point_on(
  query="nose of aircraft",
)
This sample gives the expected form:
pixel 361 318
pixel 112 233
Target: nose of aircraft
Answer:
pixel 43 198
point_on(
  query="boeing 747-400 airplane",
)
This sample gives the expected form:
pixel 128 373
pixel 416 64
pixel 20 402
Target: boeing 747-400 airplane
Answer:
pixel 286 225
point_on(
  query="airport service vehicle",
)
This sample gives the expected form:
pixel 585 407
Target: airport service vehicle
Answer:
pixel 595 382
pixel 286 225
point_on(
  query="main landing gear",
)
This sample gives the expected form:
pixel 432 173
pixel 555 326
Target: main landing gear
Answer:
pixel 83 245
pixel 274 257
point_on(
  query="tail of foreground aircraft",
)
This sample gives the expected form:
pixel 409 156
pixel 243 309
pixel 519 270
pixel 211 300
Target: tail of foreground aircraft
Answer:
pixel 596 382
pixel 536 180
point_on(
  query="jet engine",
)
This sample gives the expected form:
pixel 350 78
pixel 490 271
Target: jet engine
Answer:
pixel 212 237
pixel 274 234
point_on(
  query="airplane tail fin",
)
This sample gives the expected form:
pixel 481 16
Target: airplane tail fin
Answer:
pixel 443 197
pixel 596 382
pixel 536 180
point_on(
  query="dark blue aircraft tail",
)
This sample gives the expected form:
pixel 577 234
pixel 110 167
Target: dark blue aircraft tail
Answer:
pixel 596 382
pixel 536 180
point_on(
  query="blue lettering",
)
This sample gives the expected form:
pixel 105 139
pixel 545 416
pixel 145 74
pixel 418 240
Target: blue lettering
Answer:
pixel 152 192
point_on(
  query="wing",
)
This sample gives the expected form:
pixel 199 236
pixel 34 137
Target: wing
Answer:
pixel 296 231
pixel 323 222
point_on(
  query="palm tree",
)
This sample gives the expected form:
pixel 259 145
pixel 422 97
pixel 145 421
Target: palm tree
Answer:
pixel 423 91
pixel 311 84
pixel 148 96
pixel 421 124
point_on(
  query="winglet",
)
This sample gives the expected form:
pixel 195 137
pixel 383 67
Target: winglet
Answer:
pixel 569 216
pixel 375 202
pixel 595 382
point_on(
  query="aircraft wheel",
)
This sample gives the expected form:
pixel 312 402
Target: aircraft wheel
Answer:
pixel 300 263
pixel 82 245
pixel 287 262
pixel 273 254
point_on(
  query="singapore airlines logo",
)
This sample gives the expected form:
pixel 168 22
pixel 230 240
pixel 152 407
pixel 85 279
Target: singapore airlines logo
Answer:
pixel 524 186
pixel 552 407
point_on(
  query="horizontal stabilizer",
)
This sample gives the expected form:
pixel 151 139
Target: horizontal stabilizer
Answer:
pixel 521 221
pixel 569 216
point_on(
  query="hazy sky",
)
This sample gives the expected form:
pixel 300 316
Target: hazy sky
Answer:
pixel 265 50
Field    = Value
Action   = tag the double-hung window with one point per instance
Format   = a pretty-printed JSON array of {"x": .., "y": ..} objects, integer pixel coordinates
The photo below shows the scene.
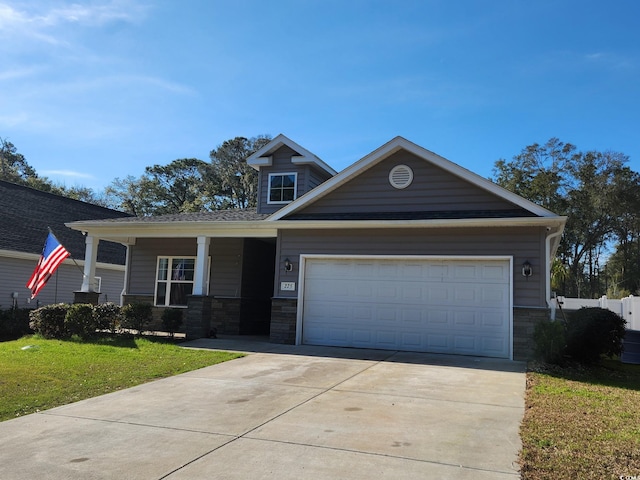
[
  {"x": 174, "y": 280},
  {"x": 282, "y": 187}
]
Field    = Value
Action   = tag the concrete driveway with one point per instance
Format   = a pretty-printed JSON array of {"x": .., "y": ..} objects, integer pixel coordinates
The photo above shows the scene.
[{"x": 286, "y": 412}]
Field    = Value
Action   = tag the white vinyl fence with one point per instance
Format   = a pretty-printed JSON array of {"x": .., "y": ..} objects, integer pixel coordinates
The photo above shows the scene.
[{"x": 628, "y": 307}]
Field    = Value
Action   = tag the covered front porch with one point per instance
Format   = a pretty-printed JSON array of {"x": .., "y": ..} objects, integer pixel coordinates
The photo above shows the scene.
[{"x": 220, "y": 273}]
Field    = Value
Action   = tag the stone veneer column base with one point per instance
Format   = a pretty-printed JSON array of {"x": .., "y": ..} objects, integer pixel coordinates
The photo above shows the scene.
[
  {"x": 86, "y": 297},
  {"x": 225, "y": 315},
  {"x": 283, "y": 320},
  {"x": 524, "y": 323}
]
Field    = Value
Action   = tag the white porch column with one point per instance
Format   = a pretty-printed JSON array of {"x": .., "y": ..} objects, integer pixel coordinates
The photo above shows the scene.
[
  {"x": 90, "y": 256},
  {"x": 202, "y": 260}
]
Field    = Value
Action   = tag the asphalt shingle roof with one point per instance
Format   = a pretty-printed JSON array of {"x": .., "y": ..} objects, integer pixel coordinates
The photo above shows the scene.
[
  {"x": 25, "y": 214},
  {"x": 231, "y": 215}
]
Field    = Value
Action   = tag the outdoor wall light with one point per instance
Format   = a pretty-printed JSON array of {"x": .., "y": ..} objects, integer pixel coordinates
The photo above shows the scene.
[{"x": 288, "y": 266}]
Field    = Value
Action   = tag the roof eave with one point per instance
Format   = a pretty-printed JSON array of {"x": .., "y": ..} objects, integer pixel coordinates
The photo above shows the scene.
[
  {"x": 388, "y": 149},
  {"x": 127, "y": 232}
]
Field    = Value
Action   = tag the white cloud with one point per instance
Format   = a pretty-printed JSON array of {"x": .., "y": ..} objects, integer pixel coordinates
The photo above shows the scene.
[
  {"x": 67, "y": 174},
  {"x": 42, "y": 22}
]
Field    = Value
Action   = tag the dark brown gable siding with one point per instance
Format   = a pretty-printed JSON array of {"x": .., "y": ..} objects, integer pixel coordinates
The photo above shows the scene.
[
  {"x": 433, "y": 189},
  {"x": 226, "y": 263},
  {"x": 281, "y": 164}
]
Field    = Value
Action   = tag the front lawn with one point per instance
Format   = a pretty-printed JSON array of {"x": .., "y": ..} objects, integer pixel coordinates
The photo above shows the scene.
[
  {"x": 37, "y": 374},
  {"x": 581, "y": 423}
]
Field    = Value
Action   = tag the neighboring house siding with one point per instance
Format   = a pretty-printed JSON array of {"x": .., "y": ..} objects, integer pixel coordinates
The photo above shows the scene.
[
  {"x": 226, "y": 263},
  {"x": 144, "y": 258},
  {"x": 226, "y": 267},
  {"x": 432, "y": 189},
  {"x": 60, "y": 287},
  {"x": 521, "y": 243},
  {"x": 316, "y": 177}
]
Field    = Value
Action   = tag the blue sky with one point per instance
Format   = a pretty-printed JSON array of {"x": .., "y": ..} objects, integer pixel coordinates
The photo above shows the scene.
[{"x": 94, "y": 90}]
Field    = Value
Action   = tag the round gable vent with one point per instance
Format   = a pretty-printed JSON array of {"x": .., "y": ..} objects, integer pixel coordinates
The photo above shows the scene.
[{"x": 400, "y": 176}]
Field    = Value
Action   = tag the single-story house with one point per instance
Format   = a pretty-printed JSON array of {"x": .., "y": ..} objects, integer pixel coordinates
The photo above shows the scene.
[
  {"x": 26, "y": 214},
  {"x": 403, "y": 250}
]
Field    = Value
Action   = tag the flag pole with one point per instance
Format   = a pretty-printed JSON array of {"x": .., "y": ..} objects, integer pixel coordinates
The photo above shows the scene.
[{"x": 70, "y": 256}]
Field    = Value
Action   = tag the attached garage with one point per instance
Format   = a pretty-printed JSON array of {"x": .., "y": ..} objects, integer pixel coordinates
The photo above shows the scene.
[{"x": 458, "y": 305}]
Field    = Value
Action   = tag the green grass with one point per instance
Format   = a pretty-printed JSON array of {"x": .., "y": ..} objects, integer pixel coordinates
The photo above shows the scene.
[
  {"x": 581, "y": 422},
  {"x": 38, "y": 374}
]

- - -

What to work on: Each line from the first line of the listing through the line with "Target: tail of foreground aircraft" must be output exactly, both ends included, and no other line may appear.

Response for this exercise:
point_on(
  query="nose of aircraft",
)
This sample gives the expected form:
pixel 361 318
pixel 112 233
Target: nose of aircraft
Answer:
pixel 43 198
point_on(
  query="boeing 747-400 airplane",
)
This sample gives the expected form:
pixel 128 373
pixel 416 64
pixel 20 402
Target: boeing 747-400 airplane
Answer:
pixel 286 225
point_on(
  query="airport service vehicle",
)
This sample gives the expected form:
pixel 585 407
Target: airport service vehicle
Answer:
pixel 595 382
pixel 286 225
point_on(
  query="main landing gear",
)
This sample gives the expected form:
pixel 432 173
pixel 555 326
Target: main landing gear
Answer:
pixel 83 245
pixel 274 257
point_on(
  query="tail of foreground aircraft",
)
This sample gives the expected form:
pixel 409 156
pixel 243 309
pixel 519 270
pixel 211 300
Target: tail of foreground aircraft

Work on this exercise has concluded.